• [WORKING DATA]
++++++++

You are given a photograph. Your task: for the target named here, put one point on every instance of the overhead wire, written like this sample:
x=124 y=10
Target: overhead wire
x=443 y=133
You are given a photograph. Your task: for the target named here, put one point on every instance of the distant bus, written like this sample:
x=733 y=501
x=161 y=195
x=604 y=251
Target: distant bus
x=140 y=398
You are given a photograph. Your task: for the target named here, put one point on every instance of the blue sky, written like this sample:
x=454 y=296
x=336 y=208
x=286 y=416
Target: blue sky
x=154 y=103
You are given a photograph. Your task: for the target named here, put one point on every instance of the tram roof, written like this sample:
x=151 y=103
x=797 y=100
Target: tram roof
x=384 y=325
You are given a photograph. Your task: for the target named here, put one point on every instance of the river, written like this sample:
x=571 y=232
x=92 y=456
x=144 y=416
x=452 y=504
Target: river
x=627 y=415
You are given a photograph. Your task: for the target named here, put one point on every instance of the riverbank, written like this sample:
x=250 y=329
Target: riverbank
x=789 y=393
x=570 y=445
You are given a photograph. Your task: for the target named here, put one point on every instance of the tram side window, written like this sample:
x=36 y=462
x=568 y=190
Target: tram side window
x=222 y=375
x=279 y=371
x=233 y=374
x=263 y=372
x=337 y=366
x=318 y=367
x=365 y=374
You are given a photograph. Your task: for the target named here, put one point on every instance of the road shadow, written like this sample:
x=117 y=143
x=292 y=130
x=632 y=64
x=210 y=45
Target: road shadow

++++++++

• [CHALLENGE] Return the listing above word for word.

• [WRITTEN ANSWER]
You are given a photograph. Your task: for the target named here, put one point on every instance of the overhead wire, written like this sample:
x=124 y=10
Target: overhead wire
x=443 y=133
You are given a photograph. Your task: for the target named here, put one point on every instance of the distant bus, written like this sample:
x=733 y=501
x=161 y=195
x=604 y=251
Target: distant bus
x=140 y=398
You are given a photograph. Your task: for the target named here, put one point on every instance of the blue sky, written like this sample:
x=454 y=296
x=336 y=208
x=286 y=416
Target: blue sky
x=154 y=103
You are given a photograph. Your task: for the target named here, put one point on every instance of the tram roof, written like this sample:
x=151 y=103
x=797 y=100
Target: tram roof
x=384 y=325
You are given a photograph. Your task: for the target named here, put one point on every instance of the river, written like this sample:
x=571 y=232
x=92 y=456
x=144 y=416
x=452 y=504
Target: river
x=627 y=415
You are given a photograph. Your task: for the target named here, put one point on every instance of the riverbank, written like this sample:
x=250 y=329
Target: riverbank
x=789 y=393
x=570 y=445
You are given a photograph. Your task: for the target named here, put one point on every instance of the tram side window, written like this sample:
x=36 y=462
x=568 y=190
Target: tram side window
x=222 y=375
x=279 y=371
x=233 y=374
x=263 y=372
x=337 y=366
x=318 y=367
x=365 y=374
You are given a photograph. Your task: for the target named here, put one point on every instance of the road shadow, written like this sample:
x=117 y=143
x=292 y=130
x=632 y=64
x=210 y=45
Target: road shadow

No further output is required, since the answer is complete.